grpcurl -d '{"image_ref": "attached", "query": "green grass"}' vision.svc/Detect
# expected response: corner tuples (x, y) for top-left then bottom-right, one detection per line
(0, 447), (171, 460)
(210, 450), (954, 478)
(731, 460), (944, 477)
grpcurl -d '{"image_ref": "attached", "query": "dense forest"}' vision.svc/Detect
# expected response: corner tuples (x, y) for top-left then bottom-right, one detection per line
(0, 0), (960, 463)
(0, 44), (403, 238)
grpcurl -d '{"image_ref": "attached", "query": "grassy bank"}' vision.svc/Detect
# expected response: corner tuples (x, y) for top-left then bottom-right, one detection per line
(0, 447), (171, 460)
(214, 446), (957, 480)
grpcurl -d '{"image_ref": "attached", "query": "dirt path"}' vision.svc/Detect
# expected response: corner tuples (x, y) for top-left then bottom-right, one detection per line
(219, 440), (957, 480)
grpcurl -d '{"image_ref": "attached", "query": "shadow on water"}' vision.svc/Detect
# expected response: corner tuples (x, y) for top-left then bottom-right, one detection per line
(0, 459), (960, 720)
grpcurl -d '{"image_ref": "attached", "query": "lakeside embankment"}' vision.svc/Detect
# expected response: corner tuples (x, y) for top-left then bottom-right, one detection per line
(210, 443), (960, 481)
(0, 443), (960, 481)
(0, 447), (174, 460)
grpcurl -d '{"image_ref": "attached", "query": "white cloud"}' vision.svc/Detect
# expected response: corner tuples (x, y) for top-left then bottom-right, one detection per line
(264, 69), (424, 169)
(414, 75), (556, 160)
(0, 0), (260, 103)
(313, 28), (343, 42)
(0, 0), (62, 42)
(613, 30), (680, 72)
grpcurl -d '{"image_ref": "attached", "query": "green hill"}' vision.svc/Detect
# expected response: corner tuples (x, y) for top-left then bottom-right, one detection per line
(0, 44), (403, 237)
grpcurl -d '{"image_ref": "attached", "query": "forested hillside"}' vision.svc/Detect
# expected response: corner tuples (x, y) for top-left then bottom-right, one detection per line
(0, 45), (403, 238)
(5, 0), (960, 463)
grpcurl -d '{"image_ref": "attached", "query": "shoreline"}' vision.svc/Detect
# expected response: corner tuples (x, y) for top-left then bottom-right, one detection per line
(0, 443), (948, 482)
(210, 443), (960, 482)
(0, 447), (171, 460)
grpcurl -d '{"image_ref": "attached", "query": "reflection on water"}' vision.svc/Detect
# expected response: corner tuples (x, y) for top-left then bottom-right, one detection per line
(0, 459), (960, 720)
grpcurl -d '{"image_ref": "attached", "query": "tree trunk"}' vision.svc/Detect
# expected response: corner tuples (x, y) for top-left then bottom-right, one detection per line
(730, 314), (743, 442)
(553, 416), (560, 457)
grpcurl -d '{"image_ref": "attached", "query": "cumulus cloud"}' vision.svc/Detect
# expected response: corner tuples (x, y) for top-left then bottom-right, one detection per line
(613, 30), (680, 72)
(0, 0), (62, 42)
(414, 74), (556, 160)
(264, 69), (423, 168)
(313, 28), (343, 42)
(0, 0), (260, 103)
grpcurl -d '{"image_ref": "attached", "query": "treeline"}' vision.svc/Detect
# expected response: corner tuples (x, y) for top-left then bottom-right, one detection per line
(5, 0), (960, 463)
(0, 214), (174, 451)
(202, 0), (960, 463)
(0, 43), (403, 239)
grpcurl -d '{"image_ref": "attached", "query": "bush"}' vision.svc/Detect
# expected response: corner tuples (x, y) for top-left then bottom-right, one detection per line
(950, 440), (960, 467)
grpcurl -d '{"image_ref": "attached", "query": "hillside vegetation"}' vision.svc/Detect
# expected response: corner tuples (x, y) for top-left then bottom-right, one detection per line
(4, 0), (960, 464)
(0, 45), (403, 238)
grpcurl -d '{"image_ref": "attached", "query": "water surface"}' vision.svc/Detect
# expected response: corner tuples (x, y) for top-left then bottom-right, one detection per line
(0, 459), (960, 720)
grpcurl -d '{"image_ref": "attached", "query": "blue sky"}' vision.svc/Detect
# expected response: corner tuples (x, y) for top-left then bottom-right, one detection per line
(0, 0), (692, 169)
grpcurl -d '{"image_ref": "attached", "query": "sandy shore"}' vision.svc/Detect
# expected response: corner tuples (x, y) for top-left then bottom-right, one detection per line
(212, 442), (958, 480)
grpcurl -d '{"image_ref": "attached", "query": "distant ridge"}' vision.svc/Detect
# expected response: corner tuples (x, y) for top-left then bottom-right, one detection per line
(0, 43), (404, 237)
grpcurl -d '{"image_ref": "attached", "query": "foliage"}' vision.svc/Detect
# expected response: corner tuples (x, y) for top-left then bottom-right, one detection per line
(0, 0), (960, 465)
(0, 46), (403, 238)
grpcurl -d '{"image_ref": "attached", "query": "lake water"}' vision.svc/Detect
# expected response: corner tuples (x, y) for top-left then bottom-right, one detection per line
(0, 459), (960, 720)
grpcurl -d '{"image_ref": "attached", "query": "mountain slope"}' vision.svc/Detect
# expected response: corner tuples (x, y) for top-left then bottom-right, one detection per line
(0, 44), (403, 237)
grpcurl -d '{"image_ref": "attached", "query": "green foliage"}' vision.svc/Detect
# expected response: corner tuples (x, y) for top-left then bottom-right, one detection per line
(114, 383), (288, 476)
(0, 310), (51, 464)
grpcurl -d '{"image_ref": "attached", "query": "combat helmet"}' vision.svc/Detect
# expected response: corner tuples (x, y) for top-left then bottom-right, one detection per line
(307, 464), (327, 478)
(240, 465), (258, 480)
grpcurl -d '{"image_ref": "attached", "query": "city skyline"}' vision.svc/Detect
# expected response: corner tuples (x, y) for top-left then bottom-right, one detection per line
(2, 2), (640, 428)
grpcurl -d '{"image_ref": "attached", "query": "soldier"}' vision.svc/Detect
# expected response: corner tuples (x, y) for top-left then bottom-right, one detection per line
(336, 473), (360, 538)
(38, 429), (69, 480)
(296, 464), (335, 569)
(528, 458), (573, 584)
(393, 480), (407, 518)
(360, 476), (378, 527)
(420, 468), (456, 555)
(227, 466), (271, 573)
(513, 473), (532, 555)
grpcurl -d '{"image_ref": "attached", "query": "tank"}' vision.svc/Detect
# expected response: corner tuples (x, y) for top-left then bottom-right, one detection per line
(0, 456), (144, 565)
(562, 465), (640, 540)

» **Given request**: Copy out the items again word for word, from the start through the line that contains "(731, 460), (944, 477)", including that line.

» **Output of the task**:
grpcurl -d '{"image_ref": "attached", "query": "green grass"}' vision.svc/Detect
# expected response: corner tuples (x, y) for top-left then bottom-right, one detection per line
(0, 447), (171, 460)
(210, 450), (954, 478)
(731, 460), (944, 477)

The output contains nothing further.